● **FRAGMENTO DE LECTURA**:
********

Nuestros nobles aborígenes hace rato dejaron de ser parte humana fundamental y grata del paisaje colombiano para convertirse en factor determinante del problema país, un grupo de presión de masas, una organización poderosa, estructurada en torno a unos propósitos claros de intervención política sin perder de vista su ya permanente ánimo de lucro, porque antes se limitaban a ser hombres tranquilos y a vivir en paz con la naturaleza, pero ahora se han fortalecido con el derecho fundamental a la consulta previa cada vez que el Estado o los particulares van a tocar o a intervenir alguna zona de su influencia, lo que los hace inmunes a cualquier injerencia de fuera y se presta para negociar licencias y cada vez nos hacen pensar en el viejo dicho de la “malicia indígena”, pues se han vuelto más calculadores -de precios- ambiciosos y a toda hora quieren pescar en río revuelto.
El marco jurídico garantista estampado en la Constitución del 91 (art. 246) les cayó como pedrada en ojo tuerto, pues facultó a las autoridades indígenas para ejercer funciones jurisdiccionales dentro de su ámbito territorial, de conformidad con sus propias normas y procedimientos, aunque tienen una talanquera que, por lo general, les resbala: “siempre que (tales) no sean contrarios a la Constitución y leyes de la República”, y les inventó unas Provincias a los territorios indígenas y se les dio poder, con funciones como diseñar las políticas, planes y programas de desarrollo económico y social y colaborar con el mantenimiento del orden público dentro de su territorio y así fue como en el Plan Nacional de Desarrollo les tocó una partida de 10 billones de pesos.

********

● **REGISTROS**:
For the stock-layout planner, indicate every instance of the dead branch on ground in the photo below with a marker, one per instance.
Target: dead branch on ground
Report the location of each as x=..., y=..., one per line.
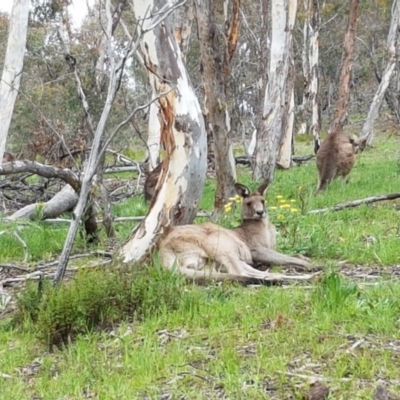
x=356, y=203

********

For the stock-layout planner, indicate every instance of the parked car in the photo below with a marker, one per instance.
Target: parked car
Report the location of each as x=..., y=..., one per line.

********

● **TAREA 1**: Transcribe del fragmento sobre los indígenas colombianos el pasaje comprendido entre "El marco jurídico" y "billones de pesos.", ambos incluidos.
● **TAREA 2**:
Responde con base en el fragmento sobre los indígenas colombianos:
(a) ¿Qué derecho fundamental los ha fortalecido?
(b) ¿Qué artículo de la Constitución del 91 se cita?
(c) ¿Qué partida les tocó en el Plan Nacional de Desarrollo?

● **RESPUESTA 1**:
El marco jurídico garantista estampado en la Constitución del 91 (art. 246) les cayó como pedrada en ojo tuerto, pues facultó a las autoridades indígenas para ejercer funciones jurisdiccionales dentro de su ámbito territorial, de conformidad con sus propias normas y procedimientos, aunque tienen una talanquera que, por lo general, les resbala: “siempre que (tales) no sean contrarios a la Constitución y leyes de la República”, y les inventó unas Provincias a los territorios indígenas y se les dio poder, con funciones como diseñar las políticas, planes y programas de desarrollo económico y social y colaborar con el mantenimiento del orden público dentro de su territorio y así fue como en el Plan Nacional de Desarrollo les tocó una partida de 10 billones de pesos.

● **RESPUESTA 2**:
(a) El derecho fundamental a la consulta previa.
(b) El artículo 246.
(c) Una partida de 10 billones de pesos.